_Exercise details_
Repeat exactly the lines of the listing from the line containing "the car side" through its last line, and nothing beyond them.

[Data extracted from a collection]
•••

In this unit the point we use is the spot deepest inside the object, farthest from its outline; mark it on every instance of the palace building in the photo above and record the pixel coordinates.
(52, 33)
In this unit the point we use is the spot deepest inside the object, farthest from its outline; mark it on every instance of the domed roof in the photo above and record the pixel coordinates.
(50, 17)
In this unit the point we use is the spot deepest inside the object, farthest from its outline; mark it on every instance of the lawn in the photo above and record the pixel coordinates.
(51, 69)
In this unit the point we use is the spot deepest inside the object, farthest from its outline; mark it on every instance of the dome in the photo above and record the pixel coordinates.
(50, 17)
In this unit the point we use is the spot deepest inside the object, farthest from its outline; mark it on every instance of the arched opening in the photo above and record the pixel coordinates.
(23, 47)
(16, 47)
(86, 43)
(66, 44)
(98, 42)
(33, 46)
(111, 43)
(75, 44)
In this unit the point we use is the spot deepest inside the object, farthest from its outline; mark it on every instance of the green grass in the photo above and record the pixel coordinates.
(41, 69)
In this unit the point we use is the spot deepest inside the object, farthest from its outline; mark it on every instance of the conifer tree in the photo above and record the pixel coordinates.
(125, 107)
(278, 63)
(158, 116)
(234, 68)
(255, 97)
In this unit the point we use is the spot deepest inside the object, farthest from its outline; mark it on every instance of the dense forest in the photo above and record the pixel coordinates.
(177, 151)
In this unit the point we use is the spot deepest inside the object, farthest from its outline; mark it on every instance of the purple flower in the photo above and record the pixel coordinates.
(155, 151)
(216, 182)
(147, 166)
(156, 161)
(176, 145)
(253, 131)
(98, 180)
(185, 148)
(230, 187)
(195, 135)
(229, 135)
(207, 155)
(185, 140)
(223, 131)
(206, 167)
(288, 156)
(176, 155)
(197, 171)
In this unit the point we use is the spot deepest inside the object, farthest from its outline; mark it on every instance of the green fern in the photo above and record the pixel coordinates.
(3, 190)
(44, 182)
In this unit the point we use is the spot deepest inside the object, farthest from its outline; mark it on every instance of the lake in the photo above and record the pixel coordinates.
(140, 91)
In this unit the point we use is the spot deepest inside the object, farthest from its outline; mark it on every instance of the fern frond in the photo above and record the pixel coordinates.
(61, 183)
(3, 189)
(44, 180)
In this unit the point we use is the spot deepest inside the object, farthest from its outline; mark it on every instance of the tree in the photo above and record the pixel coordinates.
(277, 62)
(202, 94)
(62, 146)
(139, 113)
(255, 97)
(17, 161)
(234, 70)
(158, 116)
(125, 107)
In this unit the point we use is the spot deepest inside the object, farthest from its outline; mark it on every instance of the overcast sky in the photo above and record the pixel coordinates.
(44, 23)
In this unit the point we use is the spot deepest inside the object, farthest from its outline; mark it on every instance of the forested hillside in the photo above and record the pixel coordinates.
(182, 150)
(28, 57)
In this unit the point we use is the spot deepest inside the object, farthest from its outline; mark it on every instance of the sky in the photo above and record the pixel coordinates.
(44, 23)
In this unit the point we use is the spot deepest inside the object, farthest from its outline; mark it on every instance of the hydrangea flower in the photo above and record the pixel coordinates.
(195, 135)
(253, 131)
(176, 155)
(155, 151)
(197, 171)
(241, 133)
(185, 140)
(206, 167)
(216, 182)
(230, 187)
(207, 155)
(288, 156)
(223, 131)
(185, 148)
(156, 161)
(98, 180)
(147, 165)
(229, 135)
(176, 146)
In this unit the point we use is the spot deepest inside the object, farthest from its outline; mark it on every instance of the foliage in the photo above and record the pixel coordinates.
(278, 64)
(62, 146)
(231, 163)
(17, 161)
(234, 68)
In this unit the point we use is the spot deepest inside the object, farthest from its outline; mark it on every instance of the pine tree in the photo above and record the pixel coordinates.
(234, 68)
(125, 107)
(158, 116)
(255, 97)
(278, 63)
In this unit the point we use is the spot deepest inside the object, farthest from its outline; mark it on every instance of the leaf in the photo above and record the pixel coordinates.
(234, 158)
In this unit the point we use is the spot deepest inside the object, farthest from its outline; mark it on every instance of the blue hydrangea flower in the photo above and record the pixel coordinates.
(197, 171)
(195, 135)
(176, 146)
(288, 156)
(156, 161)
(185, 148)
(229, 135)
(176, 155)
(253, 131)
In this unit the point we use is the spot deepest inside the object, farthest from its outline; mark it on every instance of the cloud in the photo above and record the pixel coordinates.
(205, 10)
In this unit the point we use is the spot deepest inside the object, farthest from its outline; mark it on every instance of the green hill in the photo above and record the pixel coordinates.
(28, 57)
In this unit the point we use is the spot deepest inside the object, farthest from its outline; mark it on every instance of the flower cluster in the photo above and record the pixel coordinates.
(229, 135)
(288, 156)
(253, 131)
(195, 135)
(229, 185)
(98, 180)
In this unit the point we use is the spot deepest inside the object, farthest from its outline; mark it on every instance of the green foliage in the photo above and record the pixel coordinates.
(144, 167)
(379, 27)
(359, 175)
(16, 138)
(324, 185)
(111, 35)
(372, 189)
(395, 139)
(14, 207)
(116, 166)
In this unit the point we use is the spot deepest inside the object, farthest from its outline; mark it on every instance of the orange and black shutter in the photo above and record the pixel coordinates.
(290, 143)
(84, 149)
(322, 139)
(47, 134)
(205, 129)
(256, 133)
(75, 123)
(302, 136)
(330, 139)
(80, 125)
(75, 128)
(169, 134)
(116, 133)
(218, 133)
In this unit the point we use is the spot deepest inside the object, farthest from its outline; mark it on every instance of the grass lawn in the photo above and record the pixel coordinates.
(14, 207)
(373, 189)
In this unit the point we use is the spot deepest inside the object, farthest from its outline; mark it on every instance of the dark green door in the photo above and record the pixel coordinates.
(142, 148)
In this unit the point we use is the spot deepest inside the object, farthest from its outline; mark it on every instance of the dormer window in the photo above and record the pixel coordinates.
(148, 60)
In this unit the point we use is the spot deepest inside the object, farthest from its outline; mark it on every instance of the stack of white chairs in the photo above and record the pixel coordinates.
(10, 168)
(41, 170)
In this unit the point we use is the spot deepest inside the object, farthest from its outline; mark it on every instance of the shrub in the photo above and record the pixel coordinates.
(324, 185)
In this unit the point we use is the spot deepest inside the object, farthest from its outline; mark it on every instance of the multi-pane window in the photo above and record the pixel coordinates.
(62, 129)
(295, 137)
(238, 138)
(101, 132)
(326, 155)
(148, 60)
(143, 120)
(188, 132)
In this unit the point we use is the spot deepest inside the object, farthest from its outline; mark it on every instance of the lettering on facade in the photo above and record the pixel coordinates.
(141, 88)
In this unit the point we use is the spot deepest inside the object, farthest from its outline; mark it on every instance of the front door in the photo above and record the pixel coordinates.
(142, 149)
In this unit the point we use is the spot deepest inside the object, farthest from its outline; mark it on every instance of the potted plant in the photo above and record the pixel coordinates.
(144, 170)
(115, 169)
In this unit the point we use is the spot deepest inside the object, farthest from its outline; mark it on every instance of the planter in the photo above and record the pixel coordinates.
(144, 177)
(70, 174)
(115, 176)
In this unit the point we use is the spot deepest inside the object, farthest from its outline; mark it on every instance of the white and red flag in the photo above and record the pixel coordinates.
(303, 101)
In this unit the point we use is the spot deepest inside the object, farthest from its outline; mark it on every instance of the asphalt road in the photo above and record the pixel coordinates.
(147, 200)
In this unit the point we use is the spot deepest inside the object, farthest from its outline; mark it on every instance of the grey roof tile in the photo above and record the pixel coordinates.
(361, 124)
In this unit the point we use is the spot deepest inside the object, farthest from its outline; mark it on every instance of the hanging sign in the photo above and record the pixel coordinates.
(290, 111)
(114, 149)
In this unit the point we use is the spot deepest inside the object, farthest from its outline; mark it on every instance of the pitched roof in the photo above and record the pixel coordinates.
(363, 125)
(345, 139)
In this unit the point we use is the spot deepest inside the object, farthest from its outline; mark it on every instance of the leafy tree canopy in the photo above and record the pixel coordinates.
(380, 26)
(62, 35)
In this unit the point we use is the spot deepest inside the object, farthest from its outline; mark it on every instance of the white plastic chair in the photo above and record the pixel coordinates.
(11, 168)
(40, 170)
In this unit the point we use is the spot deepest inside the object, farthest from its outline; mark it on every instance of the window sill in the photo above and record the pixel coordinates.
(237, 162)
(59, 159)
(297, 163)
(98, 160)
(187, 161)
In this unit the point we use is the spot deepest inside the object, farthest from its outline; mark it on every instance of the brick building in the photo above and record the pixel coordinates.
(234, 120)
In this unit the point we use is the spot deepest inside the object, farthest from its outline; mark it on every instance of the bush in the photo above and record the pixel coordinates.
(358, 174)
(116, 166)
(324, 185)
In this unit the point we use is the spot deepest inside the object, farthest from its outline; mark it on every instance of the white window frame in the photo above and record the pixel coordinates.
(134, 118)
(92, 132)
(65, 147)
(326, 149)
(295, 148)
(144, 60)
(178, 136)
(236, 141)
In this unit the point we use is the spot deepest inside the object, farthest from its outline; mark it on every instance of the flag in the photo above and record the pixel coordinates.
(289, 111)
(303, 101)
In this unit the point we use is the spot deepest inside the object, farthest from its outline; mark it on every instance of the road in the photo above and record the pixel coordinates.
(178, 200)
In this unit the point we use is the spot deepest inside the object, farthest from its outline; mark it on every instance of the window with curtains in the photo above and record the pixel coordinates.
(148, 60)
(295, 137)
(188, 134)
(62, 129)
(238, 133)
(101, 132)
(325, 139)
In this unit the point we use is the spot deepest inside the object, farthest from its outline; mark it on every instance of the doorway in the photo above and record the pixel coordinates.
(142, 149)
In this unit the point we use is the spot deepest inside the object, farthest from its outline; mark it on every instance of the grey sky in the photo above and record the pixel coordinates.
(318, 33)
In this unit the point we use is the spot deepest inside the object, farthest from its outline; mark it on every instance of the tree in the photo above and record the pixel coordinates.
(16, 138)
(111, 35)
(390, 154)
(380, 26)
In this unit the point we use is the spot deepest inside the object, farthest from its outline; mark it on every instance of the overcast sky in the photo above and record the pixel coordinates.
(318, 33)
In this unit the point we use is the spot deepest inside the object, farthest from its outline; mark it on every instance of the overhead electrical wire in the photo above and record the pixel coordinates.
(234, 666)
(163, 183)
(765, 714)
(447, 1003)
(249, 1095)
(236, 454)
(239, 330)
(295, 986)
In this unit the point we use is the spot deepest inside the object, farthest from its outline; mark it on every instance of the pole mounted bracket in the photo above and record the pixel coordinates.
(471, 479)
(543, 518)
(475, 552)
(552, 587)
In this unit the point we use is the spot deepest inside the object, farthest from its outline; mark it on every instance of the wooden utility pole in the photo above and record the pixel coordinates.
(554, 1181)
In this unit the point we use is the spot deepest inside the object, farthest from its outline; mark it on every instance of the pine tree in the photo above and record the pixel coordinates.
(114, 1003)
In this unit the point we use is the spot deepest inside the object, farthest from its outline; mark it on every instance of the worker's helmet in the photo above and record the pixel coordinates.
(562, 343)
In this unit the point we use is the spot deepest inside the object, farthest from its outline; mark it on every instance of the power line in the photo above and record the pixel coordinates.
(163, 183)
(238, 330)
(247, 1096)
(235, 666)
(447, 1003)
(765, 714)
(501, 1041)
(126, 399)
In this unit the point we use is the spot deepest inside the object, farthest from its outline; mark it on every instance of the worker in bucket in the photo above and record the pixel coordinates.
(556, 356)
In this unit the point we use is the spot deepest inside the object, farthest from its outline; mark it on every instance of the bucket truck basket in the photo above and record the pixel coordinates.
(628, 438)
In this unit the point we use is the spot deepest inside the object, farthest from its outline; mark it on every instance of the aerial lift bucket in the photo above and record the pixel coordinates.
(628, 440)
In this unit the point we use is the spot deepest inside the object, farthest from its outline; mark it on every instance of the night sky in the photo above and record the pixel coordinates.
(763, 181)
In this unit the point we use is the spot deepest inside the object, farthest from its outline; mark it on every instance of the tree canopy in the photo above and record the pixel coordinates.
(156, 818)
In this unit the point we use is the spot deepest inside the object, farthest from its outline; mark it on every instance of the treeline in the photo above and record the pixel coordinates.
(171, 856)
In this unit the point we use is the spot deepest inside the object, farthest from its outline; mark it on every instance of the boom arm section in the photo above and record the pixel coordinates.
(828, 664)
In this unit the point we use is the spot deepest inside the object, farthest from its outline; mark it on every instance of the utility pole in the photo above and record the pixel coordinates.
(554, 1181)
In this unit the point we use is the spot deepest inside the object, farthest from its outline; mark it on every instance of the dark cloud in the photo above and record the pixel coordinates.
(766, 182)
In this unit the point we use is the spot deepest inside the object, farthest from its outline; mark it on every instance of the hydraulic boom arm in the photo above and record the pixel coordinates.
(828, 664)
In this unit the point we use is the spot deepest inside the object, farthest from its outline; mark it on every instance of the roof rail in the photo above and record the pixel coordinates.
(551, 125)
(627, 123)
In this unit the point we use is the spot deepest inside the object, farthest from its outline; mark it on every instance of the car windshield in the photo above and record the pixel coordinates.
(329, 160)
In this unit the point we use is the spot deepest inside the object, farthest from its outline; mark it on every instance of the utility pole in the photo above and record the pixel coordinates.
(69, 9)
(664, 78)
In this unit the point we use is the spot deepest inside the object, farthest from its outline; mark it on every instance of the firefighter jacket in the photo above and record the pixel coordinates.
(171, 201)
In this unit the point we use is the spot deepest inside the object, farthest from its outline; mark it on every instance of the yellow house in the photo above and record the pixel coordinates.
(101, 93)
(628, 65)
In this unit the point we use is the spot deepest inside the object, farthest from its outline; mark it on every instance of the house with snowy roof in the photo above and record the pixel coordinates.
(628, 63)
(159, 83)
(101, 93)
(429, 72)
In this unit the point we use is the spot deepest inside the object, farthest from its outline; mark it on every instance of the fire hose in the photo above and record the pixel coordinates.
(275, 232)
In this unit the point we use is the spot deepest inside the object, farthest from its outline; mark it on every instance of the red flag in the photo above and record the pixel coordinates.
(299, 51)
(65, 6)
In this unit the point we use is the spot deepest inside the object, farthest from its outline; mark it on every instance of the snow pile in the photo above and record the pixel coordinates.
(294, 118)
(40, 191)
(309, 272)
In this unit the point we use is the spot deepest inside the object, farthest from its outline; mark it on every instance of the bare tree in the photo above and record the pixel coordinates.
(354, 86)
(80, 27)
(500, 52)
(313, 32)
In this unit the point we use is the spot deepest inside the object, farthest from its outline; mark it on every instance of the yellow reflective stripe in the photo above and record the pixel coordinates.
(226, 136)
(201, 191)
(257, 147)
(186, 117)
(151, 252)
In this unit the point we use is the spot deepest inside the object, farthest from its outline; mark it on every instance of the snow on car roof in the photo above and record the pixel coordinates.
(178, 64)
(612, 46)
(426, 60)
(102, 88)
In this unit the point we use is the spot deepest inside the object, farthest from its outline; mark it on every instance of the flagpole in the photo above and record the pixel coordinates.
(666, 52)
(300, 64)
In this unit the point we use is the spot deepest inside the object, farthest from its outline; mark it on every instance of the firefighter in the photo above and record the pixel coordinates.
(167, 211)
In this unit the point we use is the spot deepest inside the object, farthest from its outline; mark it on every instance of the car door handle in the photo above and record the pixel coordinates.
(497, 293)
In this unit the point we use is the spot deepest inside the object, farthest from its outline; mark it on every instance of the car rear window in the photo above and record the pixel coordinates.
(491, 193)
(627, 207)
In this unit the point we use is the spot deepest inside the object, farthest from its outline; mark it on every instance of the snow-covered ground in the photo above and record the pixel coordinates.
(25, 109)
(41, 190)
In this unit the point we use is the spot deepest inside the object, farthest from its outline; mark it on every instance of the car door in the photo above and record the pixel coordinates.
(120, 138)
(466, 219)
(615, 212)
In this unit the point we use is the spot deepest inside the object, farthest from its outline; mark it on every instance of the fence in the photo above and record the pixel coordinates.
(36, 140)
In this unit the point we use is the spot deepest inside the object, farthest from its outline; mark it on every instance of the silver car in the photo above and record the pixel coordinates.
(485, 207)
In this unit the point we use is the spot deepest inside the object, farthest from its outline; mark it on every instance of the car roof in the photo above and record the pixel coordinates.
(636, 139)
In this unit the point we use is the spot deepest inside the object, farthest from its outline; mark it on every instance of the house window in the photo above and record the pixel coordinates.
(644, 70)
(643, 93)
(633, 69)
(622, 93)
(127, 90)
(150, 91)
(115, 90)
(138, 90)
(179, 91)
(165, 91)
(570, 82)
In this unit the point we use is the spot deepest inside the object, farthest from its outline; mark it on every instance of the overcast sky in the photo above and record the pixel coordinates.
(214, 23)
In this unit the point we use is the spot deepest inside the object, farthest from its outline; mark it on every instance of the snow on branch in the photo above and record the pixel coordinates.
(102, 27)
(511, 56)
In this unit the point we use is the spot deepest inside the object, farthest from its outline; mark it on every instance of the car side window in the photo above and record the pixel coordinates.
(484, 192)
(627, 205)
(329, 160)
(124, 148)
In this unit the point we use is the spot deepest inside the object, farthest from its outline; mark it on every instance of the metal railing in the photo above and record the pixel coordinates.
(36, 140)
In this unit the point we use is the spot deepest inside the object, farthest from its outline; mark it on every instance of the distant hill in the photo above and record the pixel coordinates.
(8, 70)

•••

_Answer to the exercise_
In this unit the point we use is the spot deepest inside the object, farthest from its outline; mark it on every instance of the car side window in the photo above and record the pixel coordinates.
(484, 192)
(627, 205)
(329, 160)
(124, 148)
In this unit the point we use is the spot deepest inside the object, farthest from its outline; mark it on every instance of the metal railing in the photo above and record the pixel coordinates.
(36, 140)
In this unit the point we use is the spot deepest inside the object, farthest from its outline; mark it on every instance of the distant hill in the photo above and record the pixel coordinates.
(8, 70)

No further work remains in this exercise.